--- START ---

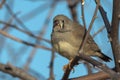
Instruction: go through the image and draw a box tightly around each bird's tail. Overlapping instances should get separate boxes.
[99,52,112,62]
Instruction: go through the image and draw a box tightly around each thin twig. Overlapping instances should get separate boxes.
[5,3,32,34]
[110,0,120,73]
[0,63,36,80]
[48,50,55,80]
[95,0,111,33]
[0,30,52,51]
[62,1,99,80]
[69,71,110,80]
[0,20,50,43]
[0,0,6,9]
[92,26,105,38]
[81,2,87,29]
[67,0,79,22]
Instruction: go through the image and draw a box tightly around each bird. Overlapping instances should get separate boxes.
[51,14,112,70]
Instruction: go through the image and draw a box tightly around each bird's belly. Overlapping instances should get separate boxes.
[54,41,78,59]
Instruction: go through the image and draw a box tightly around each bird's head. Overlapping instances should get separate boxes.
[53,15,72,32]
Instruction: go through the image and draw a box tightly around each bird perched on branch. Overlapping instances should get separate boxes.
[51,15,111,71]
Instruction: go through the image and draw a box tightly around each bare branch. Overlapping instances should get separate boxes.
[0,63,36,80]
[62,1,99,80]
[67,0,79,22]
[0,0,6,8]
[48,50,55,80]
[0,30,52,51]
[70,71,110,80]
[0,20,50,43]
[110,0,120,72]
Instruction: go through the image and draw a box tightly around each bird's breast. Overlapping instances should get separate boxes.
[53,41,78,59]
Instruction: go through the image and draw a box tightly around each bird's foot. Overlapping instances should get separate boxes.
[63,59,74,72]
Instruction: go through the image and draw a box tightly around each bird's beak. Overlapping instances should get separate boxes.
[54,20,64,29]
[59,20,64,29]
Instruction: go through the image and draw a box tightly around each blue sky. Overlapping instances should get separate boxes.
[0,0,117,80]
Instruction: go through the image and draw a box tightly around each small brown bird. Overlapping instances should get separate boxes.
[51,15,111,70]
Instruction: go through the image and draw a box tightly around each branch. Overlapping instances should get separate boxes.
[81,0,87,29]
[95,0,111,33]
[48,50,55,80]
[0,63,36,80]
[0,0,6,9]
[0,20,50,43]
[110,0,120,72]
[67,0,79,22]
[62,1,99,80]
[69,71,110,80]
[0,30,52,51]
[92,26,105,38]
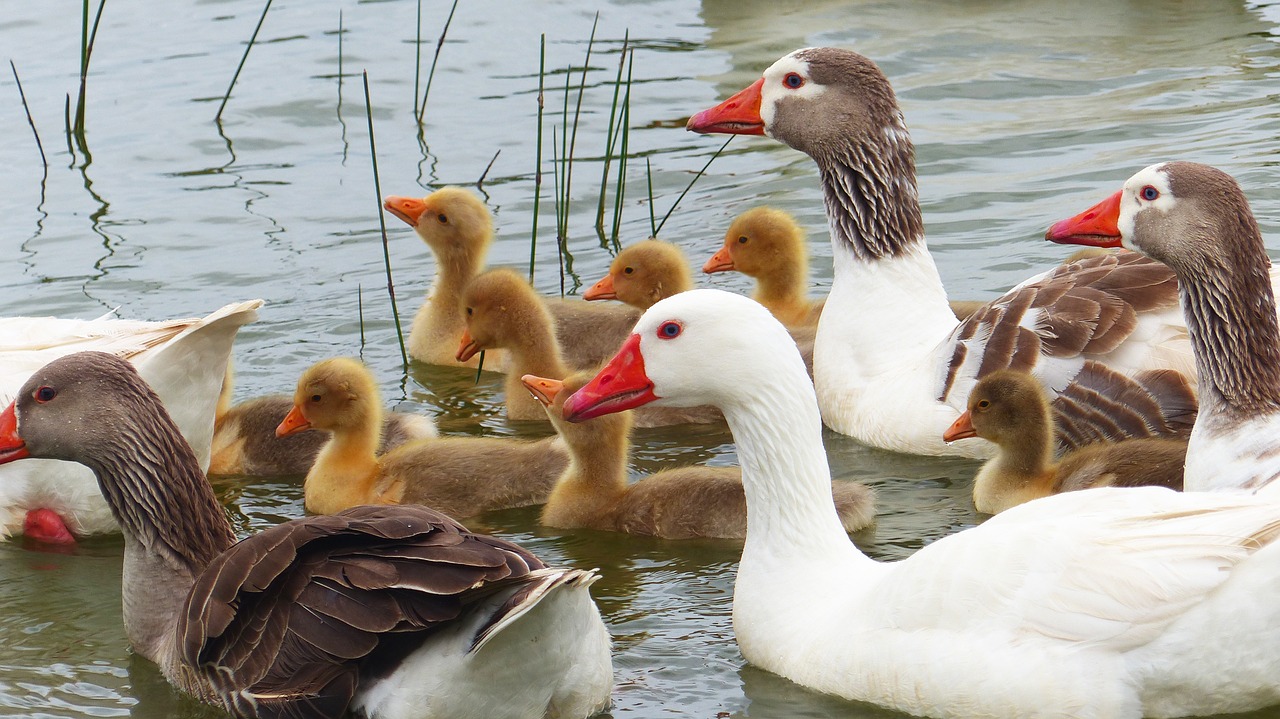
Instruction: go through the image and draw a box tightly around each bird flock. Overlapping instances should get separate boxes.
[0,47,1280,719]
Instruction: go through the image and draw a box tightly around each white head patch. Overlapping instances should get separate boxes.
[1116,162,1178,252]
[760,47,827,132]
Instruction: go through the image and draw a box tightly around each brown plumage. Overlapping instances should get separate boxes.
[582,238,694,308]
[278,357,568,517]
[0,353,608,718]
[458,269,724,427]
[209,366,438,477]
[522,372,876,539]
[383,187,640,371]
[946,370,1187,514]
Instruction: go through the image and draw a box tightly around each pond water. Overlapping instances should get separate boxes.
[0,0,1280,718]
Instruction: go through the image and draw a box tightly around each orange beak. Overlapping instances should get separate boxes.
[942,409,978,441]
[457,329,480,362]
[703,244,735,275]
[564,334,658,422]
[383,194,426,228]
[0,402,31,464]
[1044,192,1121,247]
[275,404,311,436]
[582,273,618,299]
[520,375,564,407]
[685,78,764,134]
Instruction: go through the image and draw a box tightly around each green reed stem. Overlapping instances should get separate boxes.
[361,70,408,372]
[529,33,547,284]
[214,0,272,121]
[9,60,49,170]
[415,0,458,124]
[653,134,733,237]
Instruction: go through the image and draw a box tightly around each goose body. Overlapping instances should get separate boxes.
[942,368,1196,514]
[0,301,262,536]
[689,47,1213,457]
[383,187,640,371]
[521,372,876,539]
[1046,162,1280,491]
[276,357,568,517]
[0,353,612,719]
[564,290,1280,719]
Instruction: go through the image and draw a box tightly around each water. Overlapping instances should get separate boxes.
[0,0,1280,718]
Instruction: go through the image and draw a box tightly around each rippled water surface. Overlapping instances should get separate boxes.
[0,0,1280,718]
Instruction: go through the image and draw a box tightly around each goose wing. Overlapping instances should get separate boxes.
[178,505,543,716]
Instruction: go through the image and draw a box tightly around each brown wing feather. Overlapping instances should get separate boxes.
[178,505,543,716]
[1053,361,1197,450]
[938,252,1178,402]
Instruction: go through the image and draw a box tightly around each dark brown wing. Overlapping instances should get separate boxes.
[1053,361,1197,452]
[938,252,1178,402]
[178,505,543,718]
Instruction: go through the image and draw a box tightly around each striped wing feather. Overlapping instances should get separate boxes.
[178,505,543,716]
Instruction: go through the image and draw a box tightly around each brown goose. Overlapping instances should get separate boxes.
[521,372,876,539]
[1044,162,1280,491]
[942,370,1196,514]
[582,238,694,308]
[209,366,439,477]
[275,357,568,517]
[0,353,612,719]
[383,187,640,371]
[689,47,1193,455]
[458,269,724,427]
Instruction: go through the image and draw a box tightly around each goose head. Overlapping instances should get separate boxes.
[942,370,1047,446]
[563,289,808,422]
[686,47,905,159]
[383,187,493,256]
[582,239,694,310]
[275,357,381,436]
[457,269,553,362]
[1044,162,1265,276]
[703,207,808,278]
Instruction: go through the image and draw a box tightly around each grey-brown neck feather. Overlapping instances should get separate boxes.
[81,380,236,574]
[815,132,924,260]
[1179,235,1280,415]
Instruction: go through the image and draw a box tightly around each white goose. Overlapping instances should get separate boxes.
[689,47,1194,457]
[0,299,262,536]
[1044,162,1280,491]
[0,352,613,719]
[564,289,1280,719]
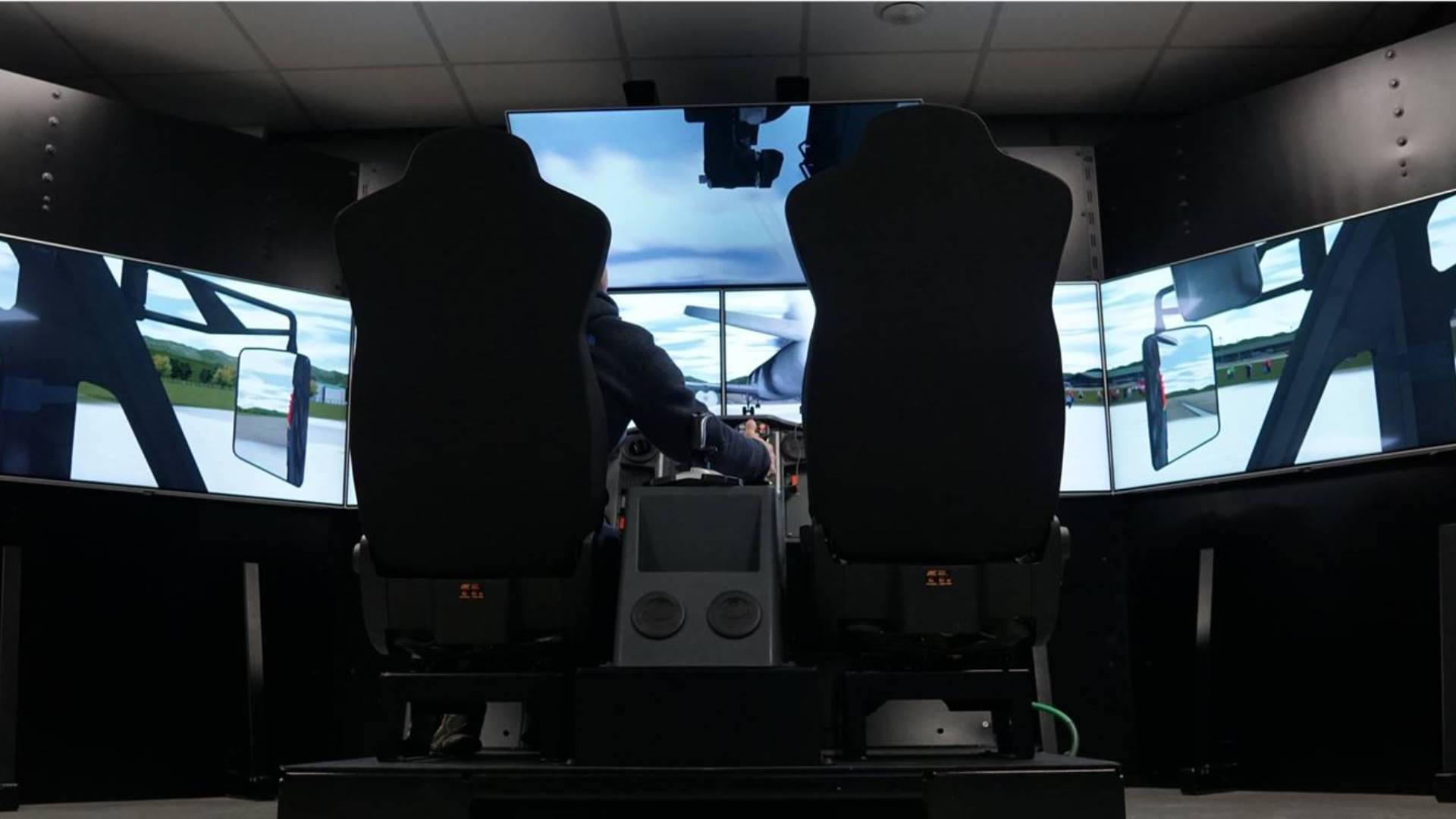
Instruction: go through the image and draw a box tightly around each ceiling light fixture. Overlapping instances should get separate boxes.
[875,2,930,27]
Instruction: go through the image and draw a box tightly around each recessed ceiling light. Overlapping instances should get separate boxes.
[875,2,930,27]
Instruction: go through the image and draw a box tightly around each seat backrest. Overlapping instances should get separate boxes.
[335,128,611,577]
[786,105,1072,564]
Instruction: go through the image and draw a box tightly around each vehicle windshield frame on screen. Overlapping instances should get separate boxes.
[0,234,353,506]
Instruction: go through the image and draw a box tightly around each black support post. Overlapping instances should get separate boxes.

--- END ---

## [PROBLEM]
Copy the records above word for word, with no pictures in your copy.

## [RESPONSE TO THE TASK]
Instruction: go through the image and draw a box tightly around each bird's tail. Overlapping instances should get separate boxes.
[99,52,112,62]
Instruction: go through the image and draw a box tightly around each thin twig. Overlapping instances should get separate boxes.
[5,3,32,34]
[110,0,120,73]
[0,63,36,80]
[48,50,55,80]
[95,0,111,33]
[0,30,52,51]
[62,1,99,80]
[69,71,110,80]
[0,20,50,43]
[0,0,6,9]
[92,26,105,38]
[81,2,87,29]
[67,0,79,22]
Instruction: go through the image and draw a box tightly around each bird. Overlapping instances should get separate boxes.
[51,14,112,70]
Instruction: go through the image and draw a box tightly around each bird's belly. Overlapping instances should get separate boxes.
[54,41,78,59]
Instruction: go through the image and draw a box tightly around each bird's head. Overlapping instances should get separate boxes.
[53,15,72,32]
Instruction: go through the image and draw a box tightly around each bird perched on branch. Overlapping instances should get separate boxes.
[51,15,111,71]
Instruction: go through the image and draw a box tightly around each bare branch. Overlapping instances should get separate boxes.
[0,63,36,80]
[62,1,99,80]
[67,0,79,22]
[0,0,6,8]
[48,50,55,80]
[0,30,52,51]
[70,71,110,80]
[0,20,50,43]
[110,0,120,72]
Instruction: go through the image and draw a box tightly around each bird's breast. Overlapping instances should get separate boxes.
[53,41,78,59]
Instruction: go through the image and draw a box tightly around each bird's foot. Overlapping instances should get separate boxes.
[63,59,74,72]
Instruction: go through the image and draw a box tightly around each bird's beak. Overlapping instances should get separate boxes.
[54,20,64,29]
[59,20,64,29]
Instruction: go through the image and draw a box tightly around each blue sky. Overlapping instances should get separate boxes.
[0,0,117,80]
Instruction: go through the image and draw a box tightly around each small brown bird. Overlapping instances should get separate boxes.
[51,15,111,70]
Instruction: go through the image and draw a box tightly around each branch. Overlapping instances should get separate boxes.
[81,0,87,29]
[95,0,111,33]
[48,50,55,80]
[0,63,36,80]
[0,0,6,9]
[0,20,50,43]
[110,0,120,72]
[67,0,79,22]
[62,1,99,80]
[69,71,110,80]
[0,30,52,51]
[92,26,105,38]
Instruction: go through the image and draw a box tightly around each bird flock. Overlapping instances should get separate boxes.
[0,47,1280,719]
Instruction: go through the image and draw a box tightly around each white head patch. Overlapping instances should get separate boxes.
[1116,162,1178,252]
[760,47,827,132]
Instruction: go through the image and draw a box tightly around each brown plumage. Overlapping instances should get separate boxes.
[582,238,694,308]
[278,357,568,517]
[0,353,608,718]
[458,269,724,427]
[209,366,438,477]
[522,372,876,539]
[383,187,640,371]
[946,370,1187,514]
Instruction: go through the image and draw a box tightly around each pond water. Overlapping instances should get separate boxes.
[0,0,1280,718]
Instruction: go through the image and draw a box tightly around each orange beak. Overlapping instances should get separate boxes.
[942,409,978,441]
[457,329,480,362]
[703,244,735,275]
[564,334,658,422]
[383,194,426,228]
[0,402,31,464]
[1044,192,1121,247]
[275,404,311,436]
[582,273,618,299]
[520,375,564,407]
[685,78,764,134]
Instruction: go through the image and draw a box tightly around each green reed stem. Overlapping instances should get separate boxes.
[361,70,408,372]
[529,33,547,284]
[214,0,272,121]
[9,60,49,170]
[415,0,458,124]
[653,134,733,237]
Instruction: go through the image and draw a box tightly around each goose body. Overlapping instances should get separate boxes.
[942,368,1196,514]
[0,301,262,536]
[689,47,1213,457]
[383,187,640,371]
[521,372,876,539]
[1046,162,1280,491]
[276,357,568,517]
[0,353,612,719]
[564,290,1280,719]
Instruction: go through the image and draw a box tightly around each water. Overlapping instances should get separate boxes.
[0,0,1280,718]
Instruction: go through the image and draw a box tightly around each rippled water surface. Overlapping instances should get separate boxes.
[0,0,1280,718]
Instruction: go through the image and draw a box tightly around each goose wing. Overlapping instances should get separate boxes.
[178,505,543,716]
Instruction: go through the image and draw a box tightly around each brown wing feather. Overlapping instances should get separate boxes.
[178,505,543,716]
[1053,361,1197,450]
[938,252,1178,402]
Instruction: go through the image and draw a box tightly around each dark brown wing. Overlapping instances should get separate boxes.
[1053,361,1197,452]
[938,252,1178,402]
[178,505,543,718]
Instruction: go through the image and draw a box tightly around each striped wing feather. Overlapping instances should get separate boxes.
[178,505,543,716]
Instruction: go through the image and draw a box tightly around each brown goose. Overlapping instances should get separate boxes.
[521,372,876,539]
[1044,162,1280,491]
[942,370,1196,514]
[582,238,694,308]
[209,366,439,477]
[275,357,568,517]
[0,353,612,719]
[383,187,640,371]
[689,47,1193,455]
[458,269,724,427]
Instruction: go through the image and draw a box tightly around each goose head. Overlapping instances should get separate boxes.
[942,370,1047,446]
[563,289,808,422]
[686,47,905,159]
[383,187,493,256]
[582,239,694,310]
[275,357,381,436]
[457,269,553,362]
[1044,162,1265,276]
[703,207,808,278]
Instruction: go through the image and draw a box tightly around each grey-brown neck feather. Overlapping instances should get separate boxes.
[81,380,236,574]
[815,132,924,260]
[1179,235,1280,415]
Instruction: go through the image and draw a box tightly around each white goose. Overlapping instances should get separate boxes.
[689,47,1194,457]
[0,299,262,536]
[1044,162,1280,491]
[0,352,613,719]
[564,289,1280,719]
Instruction: go through the image and draw a box tightly around each ceiling light fixture. Overlapping instances should get separate boxes.
[875,2,930,27]
Instruction: go through the image and draw a box tightly around each recessed ceiling light. Overlapping instances should get separate boxes.
[875,2,930,27]
Instruction: go through the image and draw a box tightly around each seat backrest. Overlapping instances should get separate boxes.
[335,128,611,577]
[786,105,1072,564]
Instruction: go through the image and draw a box tightly around each vehicle windshield frame on screen. Overlapping instances should get separate boxes.
[0,234,353,506]
Instruction: go through the image and draw a box tightly around each black support post. Overlapping instances should get separate boxes.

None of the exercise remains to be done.